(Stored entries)

====================

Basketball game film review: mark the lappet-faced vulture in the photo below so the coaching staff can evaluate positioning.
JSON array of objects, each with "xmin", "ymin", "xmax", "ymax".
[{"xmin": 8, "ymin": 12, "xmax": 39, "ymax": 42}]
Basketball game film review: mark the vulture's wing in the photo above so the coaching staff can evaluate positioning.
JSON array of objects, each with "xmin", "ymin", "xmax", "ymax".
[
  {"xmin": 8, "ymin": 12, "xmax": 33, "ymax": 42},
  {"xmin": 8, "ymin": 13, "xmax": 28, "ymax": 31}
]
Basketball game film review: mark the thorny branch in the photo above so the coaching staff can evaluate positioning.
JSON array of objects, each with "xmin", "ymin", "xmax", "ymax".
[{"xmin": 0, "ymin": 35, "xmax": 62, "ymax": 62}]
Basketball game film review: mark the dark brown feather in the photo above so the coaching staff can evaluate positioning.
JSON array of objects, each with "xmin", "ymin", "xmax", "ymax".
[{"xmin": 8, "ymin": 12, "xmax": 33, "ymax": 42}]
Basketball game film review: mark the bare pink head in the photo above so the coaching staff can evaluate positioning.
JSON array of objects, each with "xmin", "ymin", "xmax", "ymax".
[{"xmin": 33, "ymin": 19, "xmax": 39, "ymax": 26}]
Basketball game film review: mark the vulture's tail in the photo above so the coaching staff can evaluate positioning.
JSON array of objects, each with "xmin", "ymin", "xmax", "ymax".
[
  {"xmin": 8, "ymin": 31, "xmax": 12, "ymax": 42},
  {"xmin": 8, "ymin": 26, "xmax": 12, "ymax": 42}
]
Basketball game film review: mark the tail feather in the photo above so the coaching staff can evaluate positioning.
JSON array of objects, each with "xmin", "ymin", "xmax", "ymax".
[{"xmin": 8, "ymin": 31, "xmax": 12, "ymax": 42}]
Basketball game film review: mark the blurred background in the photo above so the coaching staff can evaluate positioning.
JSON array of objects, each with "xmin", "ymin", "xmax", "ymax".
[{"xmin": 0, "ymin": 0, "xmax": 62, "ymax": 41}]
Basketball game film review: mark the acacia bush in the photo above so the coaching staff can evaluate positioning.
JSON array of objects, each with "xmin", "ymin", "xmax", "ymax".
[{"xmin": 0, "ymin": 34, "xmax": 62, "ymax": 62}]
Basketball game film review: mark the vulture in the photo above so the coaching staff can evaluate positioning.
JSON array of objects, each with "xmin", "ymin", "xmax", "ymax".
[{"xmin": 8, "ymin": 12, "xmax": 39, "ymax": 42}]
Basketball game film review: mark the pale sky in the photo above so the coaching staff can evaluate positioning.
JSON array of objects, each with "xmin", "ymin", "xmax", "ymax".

====================

Write the records out again, character for character.

Basketball game film review: mark the lappet-faced vulture in the photo below so the coaching staff can evaluate positioning.
JSON array of objects, each with "xmin", "ymin", "xmax", "ymax".
[{"xmin": 8, "ymin": 12, "xmax": 39, "ymax": 42}]
Basketball game film review: mark the vulture's wing in the photo above so the coaching staff can evaluate positioning.
JSON array of objects, each with "xmin", "ymin", "xmax", "ymax".
[
  {"xmin": 8, "ymin": 12, "xmax": 33, "ymax": 42},
  {"xmin": 8, "ymin": 13, "xmax": 28, "ymax": 31}
]
Basketball game film review: mark the thorny branch in the photo above so the coaching staff can evaluate positioning.
JSON array of objects, each with "xmin", "ymin", "xmax", "ymax".
[{"xmin": 0, "ymin": 35, "xmax": 62, "ymax": 62}]
Basketball game film review: mark the dark brown feather in the photo above so the coaching staff can evaluate positioning.
JSON array of objects, each with "xmin", "ymin", "xmax", "ymax".
[{"xmin": 8, "ymin": 12, "xmax": 33, "ymax": 42}]
Basketball game film review: mark the bare pink head in the photo above so the coaching staff can evaluate positioning.
JSON array of objects, each with "xmin", "ymin", "xmax", "ymax".
[{"xmin": 33, "ymin": 19, "xmax": 39, "ymax": 26}]
Basketball game film review: mark the vulture's tail in the photo above so the coaching staff can evaluate positioning.
JSON array of objects, each with "xmin", "ymin", "xmax", "ymax".
[
  {"xmin": 8, "ymin": 31, "xmax": 12, "ymax": 42},
  {"xmin": 8, "ymin": 26, "xmax": 12, "ymax": 42}
]
Basketball game film review: mark the tail feather in the photo above so the coaching staff can evaluate positioning.
JSON array of objects, each with "xmin", "ymin", "xmax", "ymax".
[{"xmin": 8, "ymin": 31, "xmax": 12, "ymax": 42}]
Basketball game film review: mark the blurred background in the photo above so the coaching staff can evaluate positioning.
JSON array of objects, each with "xmin", "ymin", "xmax", "ymax".
[{"xmin": 0, "ymin": 0, "xmax": 62, "ymax": 41}]
Basketball game film review: mark the acacia bush in the photo above so the coaching staff can evaluate positioning.
JSON array of objects, each with "xmin", "ymin", "xmax", "ymax".
[{"xmin": 0, "ymin": 34, "xmax": 62, "ymax": 62}]
Basketball game film review: mark the vulture in the photo above so the coaching staff can evaluate positioning.
JSON array of objects, each with "xmin", "ymin", "xmax", "ymax".
[{"xmin": 8, "ymin": 12, "xmax": 39, "ymax": 42}]
Basketball game film review: mark the pale sky in the photo above so the coaching staff can evaluate positioning.
JSON array of objects, each with "xmin", "ymin", "xmax", "ymax".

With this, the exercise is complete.